## EXTRACT

● ● ● ● ● ● ●

Reacting to Trumka’s statement, White, the former Painters Local 10 president, picketed with half a dozen other local unionists outside the Sept. 23 annual awards banquet of the AFL-CIO’s Southwest Washington Labor Roundtable.

“I’m all labor. I live and breathe it,” White said. “I’m not questioning the fact that they want those jobs. I made my living in the building trades too. But there is a point that we need to take responsibility. … How ‘bout fixing the pipelines that are busting all over the place? How ‘bout changing the infrastructure so we don’t have to use so much oil and gas?”

For the Standing Rock tribe, protest banners say, “water is life.” But for many union construction workers, pipelines are how they earn their living. After the federal agencies requested a halt to construction, five national union presidents wrote to President Obama. “The [Dakota Access pipeline] project is being built with an all-union workforce and workers are earning family-sustaining wages, with family health care and retirement contributions,” wrote the presidents of Operating Engineers, Electrical Workers, Teamsters, United Association and Laborers. “However, the project delays are already putting members out of work and causing hardships for thousands of families.”

The pipeline is providing work for an estimated 4,500 members of building trades unions.

But a number of labor organizations not directly involved with the project issued statements supportive of the protests, including Amalgamated Transit Union, American Postal Workers Union, Communications Workers of America, National Nurses United, and Service Employees International Union (SEIU).

‘An injury to one is an injury to all’

By Angela K. Evans - Boulder Weekly, December 1, 2016

Since July, thousands of people have joined the Standing Rock Sioux in North Dakota as they protest the Dakota Access Pipeline (DAPL), which is slated to carry up to 570,000 barrels of crude oil every day for 1,172 miles from North Dakota to Illinois. The protesters, who call themselves “water protecters,” have been joined by members of other Native American tribes, environmentalists, international sympathizers and members of several labor unions.

● ● ● ● ● ● ●

## GIVEN ENTRIES
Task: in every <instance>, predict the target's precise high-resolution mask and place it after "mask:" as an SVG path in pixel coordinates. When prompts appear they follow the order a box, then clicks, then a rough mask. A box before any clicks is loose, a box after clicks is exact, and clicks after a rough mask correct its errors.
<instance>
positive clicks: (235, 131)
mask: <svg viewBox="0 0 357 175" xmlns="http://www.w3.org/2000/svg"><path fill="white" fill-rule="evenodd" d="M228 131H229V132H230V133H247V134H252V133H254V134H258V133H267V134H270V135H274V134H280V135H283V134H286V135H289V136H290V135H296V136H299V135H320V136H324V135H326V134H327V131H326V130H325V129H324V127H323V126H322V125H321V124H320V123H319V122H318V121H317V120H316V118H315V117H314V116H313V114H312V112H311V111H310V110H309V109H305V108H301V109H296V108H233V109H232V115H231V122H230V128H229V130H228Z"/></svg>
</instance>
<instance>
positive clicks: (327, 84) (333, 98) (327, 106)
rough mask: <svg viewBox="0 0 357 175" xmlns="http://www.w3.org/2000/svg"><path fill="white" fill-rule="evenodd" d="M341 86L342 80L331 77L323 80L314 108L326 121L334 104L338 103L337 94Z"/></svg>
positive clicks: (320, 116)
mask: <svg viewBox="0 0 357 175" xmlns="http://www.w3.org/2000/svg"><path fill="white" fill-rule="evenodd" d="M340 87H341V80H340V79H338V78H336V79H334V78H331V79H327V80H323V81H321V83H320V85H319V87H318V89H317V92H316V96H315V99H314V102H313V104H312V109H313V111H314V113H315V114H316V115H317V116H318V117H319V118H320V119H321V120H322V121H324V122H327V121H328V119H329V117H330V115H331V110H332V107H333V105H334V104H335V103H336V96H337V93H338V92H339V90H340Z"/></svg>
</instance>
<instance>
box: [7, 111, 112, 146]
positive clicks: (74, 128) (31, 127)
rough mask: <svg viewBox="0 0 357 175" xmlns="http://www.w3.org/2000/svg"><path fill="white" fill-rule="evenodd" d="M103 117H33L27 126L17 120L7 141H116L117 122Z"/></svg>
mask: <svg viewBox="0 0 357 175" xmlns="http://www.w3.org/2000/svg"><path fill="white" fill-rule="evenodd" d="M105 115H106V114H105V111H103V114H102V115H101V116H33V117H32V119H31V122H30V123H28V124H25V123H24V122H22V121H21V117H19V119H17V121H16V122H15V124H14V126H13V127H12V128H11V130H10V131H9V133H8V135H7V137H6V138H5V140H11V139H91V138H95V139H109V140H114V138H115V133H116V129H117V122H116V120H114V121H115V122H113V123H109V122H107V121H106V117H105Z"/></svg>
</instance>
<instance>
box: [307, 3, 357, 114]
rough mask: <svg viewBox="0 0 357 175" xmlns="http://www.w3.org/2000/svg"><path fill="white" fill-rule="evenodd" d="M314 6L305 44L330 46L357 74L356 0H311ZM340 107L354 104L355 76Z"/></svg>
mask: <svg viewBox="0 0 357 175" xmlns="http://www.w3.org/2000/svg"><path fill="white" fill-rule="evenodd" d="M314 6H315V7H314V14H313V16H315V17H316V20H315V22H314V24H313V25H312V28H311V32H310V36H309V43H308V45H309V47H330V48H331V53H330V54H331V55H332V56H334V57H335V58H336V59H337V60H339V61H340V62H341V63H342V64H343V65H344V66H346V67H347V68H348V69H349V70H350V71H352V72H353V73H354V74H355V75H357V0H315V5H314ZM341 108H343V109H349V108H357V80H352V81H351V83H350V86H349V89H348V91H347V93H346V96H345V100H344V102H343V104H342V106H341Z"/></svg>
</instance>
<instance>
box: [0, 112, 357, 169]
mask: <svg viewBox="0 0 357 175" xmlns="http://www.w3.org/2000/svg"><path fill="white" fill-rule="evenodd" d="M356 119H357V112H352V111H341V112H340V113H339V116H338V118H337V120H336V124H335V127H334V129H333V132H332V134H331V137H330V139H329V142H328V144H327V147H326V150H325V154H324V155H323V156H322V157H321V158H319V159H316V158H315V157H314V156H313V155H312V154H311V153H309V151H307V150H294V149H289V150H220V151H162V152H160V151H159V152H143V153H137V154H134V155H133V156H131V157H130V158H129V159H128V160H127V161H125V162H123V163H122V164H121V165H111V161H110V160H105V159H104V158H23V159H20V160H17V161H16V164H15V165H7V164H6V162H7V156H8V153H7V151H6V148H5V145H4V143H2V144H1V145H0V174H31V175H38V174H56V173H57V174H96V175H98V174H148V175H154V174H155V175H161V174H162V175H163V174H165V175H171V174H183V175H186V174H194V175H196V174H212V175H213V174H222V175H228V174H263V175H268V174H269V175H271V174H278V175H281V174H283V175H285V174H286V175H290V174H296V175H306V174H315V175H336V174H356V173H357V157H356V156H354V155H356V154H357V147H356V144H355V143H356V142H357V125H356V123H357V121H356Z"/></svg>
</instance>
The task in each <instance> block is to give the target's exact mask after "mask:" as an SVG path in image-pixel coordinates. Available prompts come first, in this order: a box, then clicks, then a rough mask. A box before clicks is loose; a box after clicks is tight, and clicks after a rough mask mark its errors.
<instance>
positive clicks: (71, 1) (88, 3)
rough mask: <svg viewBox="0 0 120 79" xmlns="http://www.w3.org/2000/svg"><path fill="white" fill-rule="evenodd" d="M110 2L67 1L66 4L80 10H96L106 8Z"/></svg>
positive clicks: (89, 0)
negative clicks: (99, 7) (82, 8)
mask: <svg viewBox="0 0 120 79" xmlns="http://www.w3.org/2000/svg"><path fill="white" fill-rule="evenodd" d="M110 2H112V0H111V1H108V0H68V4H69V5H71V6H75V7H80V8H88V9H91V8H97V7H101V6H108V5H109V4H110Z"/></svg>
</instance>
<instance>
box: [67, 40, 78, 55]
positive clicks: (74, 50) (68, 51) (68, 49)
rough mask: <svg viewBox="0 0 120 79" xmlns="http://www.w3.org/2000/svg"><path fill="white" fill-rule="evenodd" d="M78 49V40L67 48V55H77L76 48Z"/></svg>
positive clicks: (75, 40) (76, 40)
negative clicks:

● ● ● ● ● ● ●

## TASK 1
Quote the stretch of the Dakota Access pipeline text from "But a number" through "International Union (SEIU).".
## TASK 2
Which unions had presidents who wrote to President Obama, according to the Dakota Access pipeline text? List them all.

## TASK ANSWER 1
But a number of labor organizations not directly involved with the project issued statements supportive of the protests, including Amalgamated Transit Union, American Postal Workers Union, Communications Workers of America, National Nurses United, and Service Employees International Union (SEIU).

## TASK ANSWER 2
Operating Engineers
Electrical Workers
Teamsters
United Association
Laborers